• _Tasks to carry out_:
a: Give the passage from the column on an impending sense of doom again, starting at "Perhaps it sounds" and ending at "that troubles me.", and substitute "supporter" for "believer".
b: In the opinion column, what does Bill Paxton's death come from?

An impending sense of doom

Column by Hallie Beard, Opinion Editor

This week, “Twister” star Bill Paxton died from surgery complications.

Paxton was worried about his surgery, or at least the email he sent to a friend suggests he was, according to various news sources that printed an excerpt. I assume anyone would be worried or nervous about a significant surgery, but I’m wondering if Paxton’s concerns were more than pre-knife jitters.

Believe it or not, patients facing surgery can have what’s called “an impending sense of doom” – essentially, an intense fear that their own death is near. Now, whether or not Paxton felt this, I’ll never know. But the question got me thinking.

Perhaps it sounds a bit new age-y, but I’m a big believer in the concept of energy and how our minds and spirits work with our physical form to produce and derive energies from our surroundings. For that reason, I also think our beings – our essences, souls, animas, whatever – are more connected than we think. Whether or not this gives us more power over our experiences is the question that troubles me.

For the past couple years, I’ve been actively trying to be a more positive and optimistic person. Until recently, I believed very strongly in a theory I made up: The Theory of Negativity, or Hallie’s Law.

• _Supplied records_:
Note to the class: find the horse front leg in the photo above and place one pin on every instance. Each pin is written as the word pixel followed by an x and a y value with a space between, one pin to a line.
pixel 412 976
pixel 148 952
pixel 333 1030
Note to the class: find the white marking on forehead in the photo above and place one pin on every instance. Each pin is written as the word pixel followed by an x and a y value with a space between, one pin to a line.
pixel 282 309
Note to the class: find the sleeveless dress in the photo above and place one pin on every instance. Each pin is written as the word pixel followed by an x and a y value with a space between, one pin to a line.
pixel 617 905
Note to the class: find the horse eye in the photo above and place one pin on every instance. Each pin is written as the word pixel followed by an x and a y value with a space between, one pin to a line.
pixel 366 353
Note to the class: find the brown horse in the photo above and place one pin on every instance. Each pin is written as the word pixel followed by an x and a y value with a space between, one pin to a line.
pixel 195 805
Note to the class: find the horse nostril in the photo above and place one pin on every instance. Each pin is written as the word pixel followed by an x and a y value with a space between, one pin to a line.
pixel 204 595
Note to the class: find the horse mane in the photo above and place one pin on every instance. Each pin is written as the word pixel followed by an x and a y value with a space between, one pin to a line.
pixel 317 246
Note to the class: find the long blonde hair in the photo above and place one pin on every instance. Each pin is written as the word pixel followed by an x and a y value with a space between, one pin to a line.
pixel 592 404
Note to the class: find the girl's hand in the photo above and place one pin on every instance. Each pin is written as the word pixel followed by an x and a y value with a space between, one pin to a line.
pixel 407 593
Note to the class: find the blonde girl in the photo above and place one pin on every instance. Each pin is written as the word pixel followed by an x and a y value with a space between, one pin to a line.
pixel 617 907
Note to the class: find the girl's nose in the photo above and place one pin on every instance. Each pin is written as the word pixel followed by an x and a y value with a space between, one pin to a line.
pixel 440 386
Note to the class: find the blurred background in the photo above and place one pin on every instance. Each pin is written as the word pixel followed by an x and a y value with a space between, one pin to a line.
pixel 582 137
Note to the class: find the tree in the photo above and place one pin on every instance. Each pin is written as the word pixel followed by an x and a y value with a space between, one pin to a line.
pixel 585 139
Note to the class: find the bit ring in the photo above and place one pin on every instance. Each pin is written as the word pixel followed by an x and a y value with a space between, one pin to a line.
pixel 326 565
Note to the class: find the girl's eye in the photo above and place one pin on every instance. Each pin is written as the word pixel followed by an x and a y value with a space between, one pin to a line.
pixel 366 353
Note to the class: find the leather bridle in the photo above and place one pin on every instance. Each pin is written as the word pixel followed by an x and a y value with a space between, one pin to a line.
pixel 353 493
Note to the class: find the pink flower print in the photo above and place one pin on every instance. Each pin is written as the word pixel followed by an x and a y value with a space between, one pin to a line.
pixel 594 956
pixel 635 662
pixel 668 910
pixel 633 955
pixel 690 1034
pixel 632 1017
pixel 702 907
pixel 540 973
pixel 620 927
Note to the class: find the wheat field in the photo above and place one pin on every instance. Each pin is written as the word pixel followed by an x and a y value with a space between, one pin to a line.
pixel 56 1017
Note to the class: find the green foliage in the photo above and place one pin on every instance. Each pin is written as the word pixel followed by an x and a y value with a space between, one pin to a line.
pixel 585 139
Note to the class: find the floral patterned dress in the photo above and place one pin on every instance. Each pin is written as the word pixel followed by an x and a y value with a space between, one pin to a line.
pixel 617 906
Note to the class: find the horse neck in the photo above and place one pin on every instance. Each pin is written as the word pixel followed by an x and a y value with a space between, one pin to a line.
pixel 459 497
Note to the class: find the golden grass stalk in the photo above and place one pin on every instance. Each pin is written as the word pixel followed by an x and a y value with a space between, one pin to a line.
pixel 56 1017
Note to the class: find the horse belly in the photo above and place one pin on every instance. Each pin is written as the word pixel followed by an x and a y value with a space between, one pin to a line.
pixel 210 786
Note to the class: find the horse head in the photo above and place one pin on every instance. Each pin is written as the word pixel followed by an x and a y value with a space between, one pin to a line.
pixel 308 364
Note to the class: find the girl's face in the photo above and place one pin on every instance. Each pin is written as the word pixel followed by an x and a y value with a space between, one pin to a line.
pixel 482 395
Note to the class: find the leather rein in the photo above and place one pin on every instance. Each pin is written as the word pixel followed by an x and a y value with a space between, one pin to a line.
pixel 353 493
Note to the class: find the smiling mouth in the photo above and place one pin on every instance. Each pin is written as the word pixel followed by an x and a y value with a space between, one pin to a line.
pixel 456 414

* * *

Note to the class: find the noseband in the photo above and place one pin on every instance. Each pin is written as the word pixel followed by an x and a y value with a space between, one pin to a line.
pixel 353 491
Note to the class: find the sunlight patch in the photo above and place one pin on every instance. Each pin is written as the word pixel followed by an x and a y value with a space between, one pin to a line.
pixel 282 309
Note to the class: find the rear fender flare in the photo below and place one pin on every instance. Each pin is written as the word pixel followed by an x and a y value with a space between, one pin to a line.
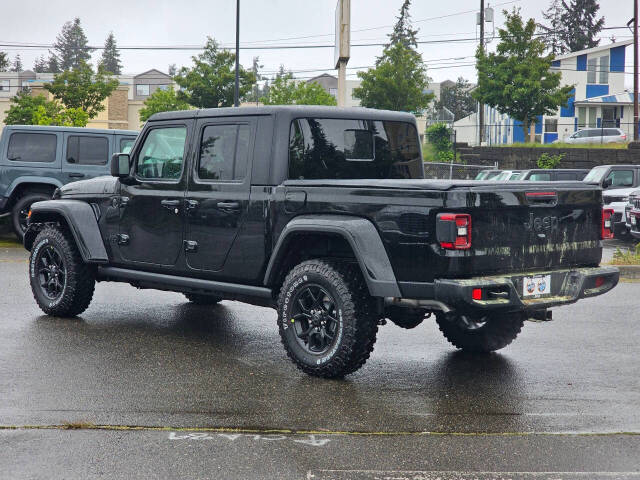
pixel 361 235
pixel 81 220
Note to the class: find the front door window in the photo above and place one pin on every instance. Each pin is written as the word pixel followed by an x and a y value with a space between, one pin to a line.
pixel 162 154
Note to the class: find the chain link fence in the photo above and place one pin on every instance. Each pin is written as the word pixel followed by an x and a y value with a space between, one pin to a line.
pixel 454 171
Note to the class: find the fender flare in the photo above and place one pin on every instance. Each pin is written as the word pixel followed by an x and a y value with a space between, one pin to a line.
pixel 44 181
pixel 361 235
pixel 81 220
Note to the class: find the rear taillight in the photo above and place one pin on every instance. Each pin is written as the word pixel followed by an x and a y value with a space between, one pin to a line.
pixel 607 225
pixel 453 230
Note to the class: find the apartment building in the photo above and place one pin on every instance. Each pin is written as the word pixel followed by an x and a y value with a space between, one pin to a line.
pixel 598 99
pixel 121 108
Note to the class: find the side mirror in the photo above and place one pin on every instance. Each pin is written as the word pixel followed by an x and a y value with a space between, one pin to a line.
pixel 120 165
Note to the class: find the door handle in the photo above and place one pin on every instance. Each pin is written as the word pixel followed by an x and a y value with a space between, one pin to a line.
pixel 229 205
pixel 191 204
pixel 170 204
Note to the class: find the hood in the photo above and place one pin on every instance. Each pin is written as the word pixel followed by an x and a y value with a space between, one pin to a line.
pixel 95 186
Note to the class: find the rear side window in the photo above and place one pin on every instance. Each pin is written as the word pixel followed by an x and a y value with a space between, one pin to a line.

• _Task results_:
a:
Perhaps it sounds a bit new age-y, but I’m a big supporter in the concept of energy and how our minds and spirits work with our physical form to produce and derive energies from our surroundings. For that reason, I also think our beings – our essences, souls, animas, whatever – are more connected than we think. Whether or not this gives us more power over our experiences is the question that troubles me.

b: Surgery complications.